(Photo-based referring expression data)
=-=-=-=-=
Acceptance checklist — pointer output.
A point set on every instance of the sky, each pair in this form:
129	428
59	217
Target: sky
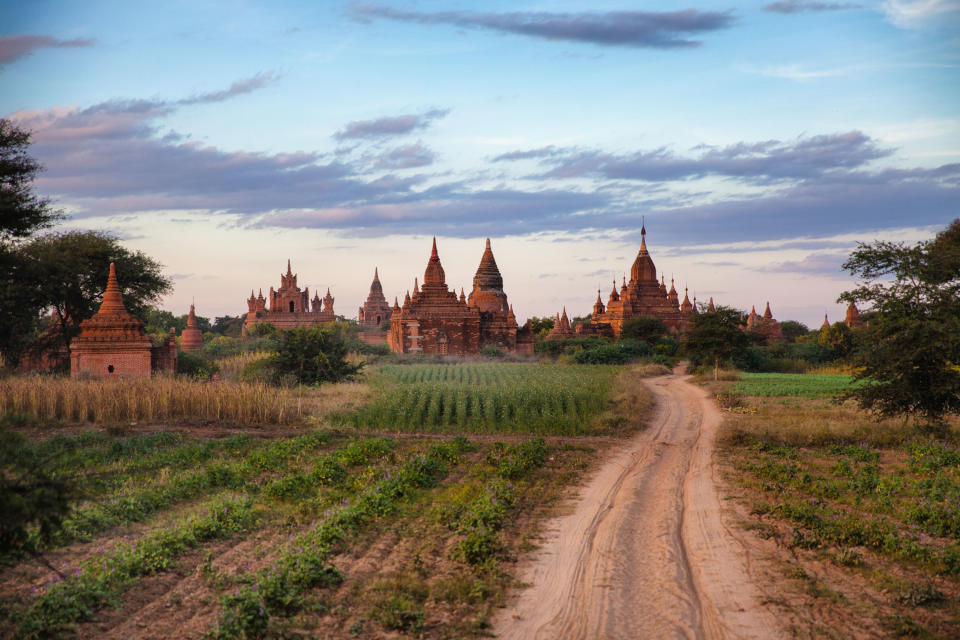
758	142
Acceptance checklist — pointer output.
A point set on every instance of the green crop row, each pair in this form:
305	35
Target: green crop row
792	384
305	562
488	398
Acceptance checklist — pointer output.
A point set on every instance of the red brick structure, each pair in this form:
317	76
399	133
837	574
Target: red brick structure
766	324
642	296
192	338
436	320
853	316
113	343
290	308
376	310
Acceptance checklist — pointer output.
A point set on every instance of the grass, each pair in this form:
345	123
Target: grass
874	499
488	398
166	399
792	384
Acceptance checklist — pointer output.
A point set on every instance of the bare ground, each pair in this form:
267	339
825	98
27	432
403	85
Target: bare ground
646	553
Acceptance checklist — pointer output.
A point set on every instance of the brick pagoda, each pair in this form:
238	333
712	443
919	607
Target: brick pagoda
113	343
290	308
376	310
191	339
436	320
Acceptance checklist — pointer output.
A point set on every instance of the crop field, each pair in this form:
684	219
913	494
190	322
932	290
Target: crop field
864	515
172	536
489	398
792	384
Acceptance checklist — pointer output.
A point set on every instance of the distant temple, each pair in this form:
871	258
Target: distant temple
765	324
376	311
642	296
436	320
290	308
191	339
113	343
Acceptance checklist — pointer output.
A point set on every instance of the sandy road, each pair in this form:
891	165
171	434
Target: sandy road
645	554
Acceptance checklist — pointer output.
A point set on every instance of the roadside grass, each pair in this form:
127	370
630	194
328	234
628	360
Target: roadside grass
879	501
490	398
172	400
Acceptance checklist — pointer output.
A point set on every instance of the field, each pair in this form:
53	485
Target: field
792	385
489	398
232	528
862	517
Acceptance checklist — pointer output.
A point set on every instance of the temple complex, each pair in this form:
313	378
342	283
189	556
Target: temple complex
376	310
113	343
290	308
642	296
192	338
853	316
436	320
765	324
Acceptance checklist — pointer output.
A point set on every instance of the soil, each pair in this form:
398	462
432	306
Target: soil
647	551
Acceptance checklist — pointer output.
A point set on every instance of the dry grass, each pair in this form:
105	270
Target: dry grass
164	399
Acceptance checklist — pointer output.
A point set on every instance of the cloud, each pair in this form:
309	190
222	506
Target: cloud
909	14
238	88
406	157
807	6
649	29
13	48
389	126
755	161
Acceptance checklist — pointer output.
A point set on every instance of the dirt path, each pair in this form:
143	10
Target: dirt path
645	554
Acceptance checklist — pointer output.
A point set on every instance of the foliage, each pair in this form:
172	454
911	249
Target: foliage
791	330
715	337
197	367
22	212
33	501
910	361
313	356
485	398
792	384
647	329
616	353
70	269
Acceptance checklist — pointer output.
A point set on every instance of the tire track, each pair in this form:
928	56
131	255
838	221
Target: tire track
645	553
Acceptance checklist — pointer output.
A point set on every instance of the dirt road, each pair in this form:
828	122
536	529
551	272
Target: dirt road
645	554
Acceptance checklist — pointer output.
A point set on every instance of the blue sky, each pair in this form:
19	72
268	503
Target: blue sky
760	141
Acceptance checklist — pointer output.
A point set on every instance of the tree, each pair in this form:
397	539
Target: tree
69	273
909	360
791	330
715	337
646	328
22	214
313	356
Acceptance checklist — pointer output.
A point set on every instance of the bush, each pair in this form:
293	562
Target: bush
195	366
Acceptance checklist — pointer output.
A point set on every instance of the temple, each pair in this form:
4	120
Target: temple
376	311
766	324
435	320
192	338
290	308
642	296
113	343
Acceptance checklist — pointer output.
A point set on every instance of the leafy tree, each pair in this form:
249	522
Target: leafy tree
313	356
909	362
69	272
22	214
646	328
792	330
715	337
838	338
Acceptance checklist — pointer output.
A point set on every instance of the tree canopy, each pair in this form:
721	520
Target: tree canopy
910	361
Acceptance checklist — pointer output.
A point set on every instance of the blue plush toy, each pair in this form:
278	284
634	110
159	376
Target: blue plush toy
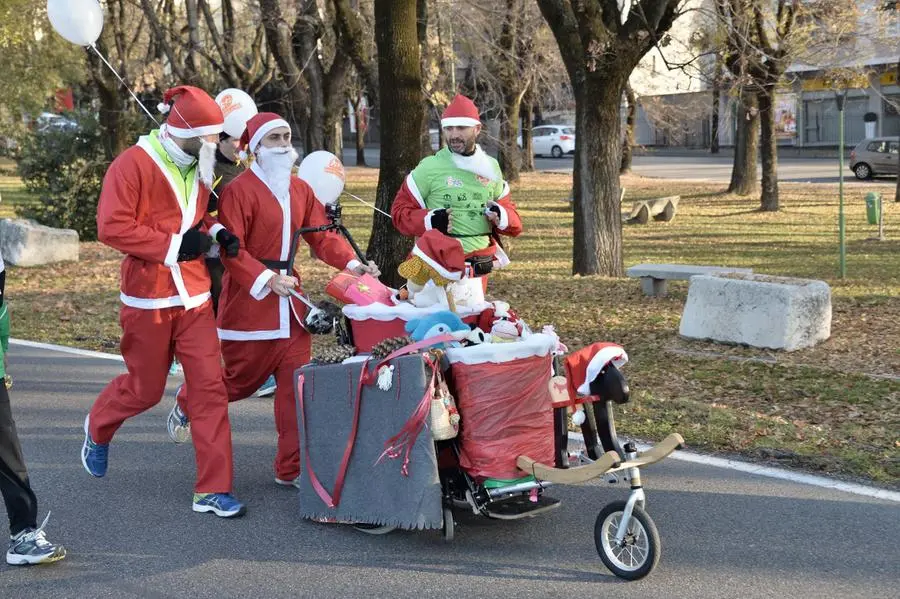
438	323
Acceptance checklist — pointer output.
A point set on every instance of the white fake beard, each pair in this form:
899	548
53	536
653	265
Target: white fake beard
206	163
277	163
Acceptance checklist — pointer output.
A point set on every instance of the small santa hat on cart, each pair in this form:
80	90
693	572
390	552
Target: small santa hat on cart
583	366
257	128
191	112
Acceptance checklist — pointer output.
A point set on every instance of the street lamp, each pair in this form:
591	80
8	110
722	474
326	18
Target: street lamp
840	96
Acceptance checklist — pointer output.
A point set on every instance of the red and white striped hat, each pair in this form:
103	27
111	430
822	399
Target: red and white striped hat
461	112
583	366
191	112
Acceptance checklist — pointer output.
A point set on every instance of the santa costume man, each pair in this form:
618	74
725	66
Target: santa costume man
152	208
259	321
460	192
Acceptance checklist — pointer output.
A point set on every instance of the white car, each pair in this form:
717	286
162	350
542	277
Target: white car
555	140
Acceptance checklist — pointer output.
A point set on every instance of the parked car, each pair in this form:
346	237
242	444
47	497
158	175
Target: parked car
554	140
876	156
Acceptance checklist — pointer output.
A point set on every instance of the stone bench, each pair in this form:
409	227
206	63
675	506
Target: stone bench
27	243
660	209
758	310
654	276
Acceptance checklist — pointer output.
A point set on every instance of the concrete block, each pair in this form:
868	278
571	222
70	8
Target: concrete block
26	243
758	310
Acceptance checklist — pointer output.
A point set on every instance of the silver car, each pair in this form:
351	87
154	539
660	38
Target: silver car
876	156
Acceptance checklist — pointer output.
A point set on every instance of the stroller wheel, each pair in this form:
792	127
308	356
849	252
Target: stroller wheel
374	529
449	525
639	551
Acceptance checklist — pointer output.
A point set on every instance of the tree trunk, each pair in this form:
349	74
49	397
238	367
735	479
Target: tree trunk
768	150
629	130
717	95
597	240
304	41
528	118
359	116
509	149
743	173
400	99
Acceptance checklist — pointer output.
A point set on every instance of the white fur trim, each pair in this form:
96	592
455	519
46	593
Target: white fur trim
478	163
414	190
453	276
459	121
264	130
402	311
612	353
504	217
538	344
193	131
172	254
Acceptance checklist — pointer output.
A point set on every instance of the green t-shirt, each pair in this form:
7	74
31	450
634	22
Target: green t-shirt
442	184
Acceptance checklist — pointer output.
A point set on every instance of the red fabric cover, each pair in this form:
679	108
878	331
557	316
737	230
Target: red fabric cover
506	412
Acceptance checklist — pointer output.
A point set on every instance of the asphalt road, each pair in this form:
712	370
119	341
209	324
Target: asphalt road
132	534
700	167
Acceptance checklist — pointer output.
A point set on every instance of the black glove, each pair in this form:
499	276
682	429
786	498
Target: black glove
194	243
229	242
440	220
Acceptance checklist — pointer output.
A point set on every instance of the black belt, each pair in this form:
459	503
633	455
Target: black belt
276	264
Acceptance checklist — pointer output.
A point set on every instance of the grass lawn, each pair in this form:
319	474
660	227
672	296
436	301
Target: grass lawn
832	408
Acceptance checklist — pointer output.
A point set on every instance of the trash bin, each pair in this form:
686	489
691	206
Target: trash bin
873	207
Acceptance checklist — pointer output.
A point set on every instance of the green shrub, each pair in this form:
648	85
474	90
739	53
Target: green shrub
63	166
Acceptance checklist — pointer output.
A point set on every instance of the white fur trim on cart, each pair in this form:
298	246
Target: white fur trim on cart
402	311
538	344
612	353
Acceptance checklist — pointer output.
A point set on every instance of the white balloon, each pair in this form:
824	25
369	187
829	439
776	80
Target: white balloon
238	108
79	21
325	174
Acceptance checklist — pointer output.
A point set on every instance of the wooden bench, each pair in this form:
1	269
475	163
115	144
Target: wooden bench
654	276
660	209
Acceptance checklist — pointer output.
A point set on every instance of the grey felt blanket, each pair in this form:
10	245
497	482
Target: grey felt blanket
376	493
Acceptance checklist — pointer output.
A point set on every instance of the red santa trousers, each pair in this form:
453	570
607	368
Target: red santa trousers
149	340
247	365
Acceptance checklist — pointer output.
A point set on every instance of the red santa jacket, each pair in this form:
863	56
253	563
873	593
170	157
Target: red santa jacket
248	309
143	212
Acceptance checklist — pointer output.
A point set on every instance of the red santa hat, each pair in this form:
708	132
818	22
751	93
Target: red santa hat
443	254
583	366
461	112
191	112
257	128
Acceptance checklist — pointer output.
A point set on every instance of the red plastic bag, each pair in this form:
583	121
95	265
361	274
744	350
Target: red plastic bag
506	412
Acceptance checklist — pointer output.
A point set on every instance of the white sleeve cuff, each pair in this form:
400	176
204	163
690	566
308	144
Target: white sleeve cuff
171	258
504	217
260	289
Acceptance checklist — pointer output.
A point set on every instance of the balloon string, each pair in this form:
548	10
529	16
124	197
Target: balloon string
111	68
372	206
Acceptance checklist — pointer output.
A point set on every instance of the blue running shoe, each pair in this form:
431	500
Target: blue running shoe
268	388
177	423
223	505
94	456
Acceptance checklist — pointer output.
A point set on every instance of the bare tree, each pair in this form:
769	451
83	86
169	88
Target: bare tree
400	94
600	47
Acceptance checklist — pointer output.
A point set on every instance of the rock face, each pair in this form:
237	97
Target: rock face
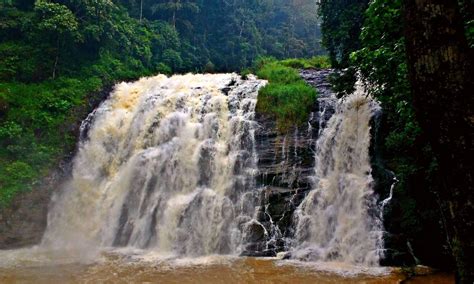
286	166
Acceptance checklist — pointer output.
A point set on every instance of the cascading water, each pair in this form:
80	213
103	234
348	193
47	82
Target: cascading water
334	222
167	164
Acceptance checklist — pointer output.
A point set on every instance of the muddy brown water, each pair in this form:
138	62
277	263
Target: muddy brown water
117	269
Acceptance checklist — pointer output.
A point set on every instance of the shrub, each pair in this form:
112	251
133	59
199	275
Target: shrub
287	97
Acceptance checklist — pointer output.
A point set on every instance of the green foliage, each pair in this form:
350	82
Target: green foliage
287	97
341	24
54	54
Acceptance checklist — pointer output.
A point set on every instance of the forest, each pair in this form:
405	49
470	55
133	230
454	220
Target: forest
59	59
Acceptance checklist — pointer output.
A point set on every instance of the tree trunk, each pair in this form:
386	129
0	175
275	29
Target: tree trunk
441	75
141	10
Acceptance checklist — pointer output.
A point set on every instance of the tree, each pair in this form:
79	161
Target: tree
174	7
59	23
440	71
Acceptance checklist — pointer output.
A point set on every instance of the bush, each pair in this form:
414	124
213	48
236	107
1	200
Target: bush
287	97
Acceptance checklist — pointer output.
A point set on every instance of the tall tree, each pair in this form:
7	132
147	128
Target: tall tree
441	75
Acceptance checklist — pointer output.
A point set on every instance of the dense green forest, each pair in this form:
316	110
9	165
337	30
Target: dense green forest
59	57
55	54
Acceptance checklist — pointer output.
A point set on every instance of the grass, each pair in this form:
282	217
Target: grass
287	97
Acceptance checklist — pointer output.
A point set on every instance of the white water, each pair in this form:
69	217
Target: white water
168	165
334	222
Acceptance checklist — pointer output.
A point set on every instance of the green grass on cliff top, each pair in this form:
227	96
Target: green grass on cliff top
287	97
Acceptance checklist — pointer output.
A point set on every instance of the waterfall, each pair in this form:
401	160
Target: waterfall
335	221
166	164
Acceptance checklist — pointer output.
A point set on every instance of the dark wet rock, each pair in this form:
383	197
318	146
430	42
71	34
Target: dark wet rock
286	166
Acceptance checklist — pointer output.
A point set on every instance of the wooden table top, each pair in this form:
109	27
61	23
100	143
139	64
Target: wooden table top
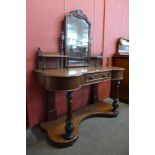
72	72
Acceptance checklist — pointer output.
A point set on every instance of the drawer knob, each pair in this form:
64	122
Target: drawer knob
91	77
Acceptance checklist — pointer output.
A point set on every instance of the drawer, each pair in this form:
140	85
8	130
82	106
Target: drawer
97	77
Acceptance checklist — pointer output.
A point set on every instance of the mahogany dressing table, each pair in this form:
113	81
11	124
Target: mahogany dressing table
68	71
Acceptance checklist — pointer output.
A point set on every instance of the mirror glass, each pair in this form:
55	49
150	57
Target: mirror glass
77	40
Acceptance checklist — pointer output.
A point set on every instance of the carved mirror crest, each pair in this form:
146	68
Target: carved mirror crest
77	38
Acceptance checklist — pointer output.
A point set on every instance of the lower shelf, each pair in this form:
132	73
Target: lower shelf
56	129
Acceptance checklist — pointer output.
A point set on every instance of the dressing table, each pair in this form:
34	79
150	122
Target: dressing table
68	71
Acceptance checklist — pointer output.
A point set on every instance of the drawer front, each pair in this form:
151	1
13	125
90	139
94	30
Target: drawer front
97	77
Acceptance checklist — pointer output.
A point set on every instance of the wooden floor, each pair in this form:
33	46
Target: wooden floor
56	129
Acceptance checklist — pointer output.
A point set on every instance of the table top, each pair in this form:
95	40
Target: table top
71	72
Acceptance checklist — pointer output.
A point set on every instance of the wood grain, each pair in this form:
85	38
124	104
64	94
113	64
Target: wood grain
56	129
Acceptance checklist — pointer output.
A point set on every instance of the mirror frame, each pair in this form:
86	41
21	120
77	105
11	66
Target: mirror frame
83	61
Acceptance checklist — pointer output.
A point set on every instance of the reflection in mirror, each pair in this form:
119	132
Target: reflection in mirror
77	38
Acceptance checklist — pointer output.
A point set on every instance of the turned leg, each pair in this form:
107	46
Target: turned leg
52	112
69	123
95	93
116	99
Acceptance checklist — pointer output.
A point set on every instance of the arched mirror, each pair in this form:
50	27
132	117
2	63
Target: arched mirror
77	38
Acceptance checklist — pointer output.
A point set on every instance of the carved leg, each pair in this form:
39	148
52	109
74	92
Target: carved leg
116	99
52	112
69	124
95	93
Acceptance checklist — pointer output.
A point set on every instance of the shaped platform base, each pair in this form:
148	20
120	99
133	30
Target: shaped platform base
56	129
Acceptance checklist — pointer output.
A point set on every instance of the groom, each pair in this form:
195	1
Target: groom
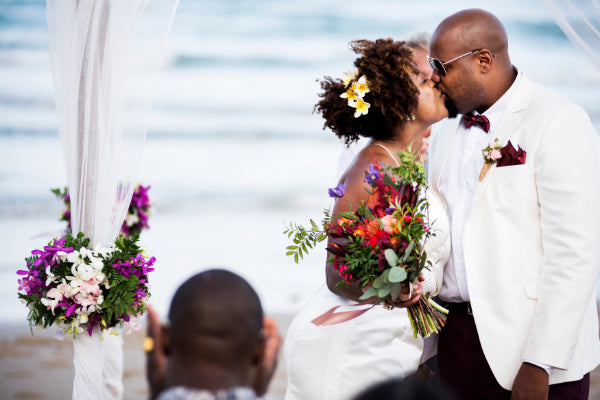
525	226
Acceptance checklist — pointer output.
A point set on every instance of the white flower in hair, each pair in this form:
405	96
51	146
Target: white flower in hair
362	108
361	87
351	95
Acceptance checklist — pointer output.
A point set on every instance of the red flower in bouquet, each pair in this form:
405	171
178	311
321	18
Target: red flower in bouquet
379	245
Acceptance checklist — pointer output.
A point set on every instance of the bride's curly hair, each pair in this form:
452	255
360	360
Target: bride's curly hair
388	66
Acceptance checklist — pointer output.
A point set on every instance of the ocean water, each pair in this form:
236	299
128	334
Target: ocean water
=-=-=-=-=
The problem: This exercise requires the number of lines in the entries holding the word "ocean", written alone.

Expected answer: 2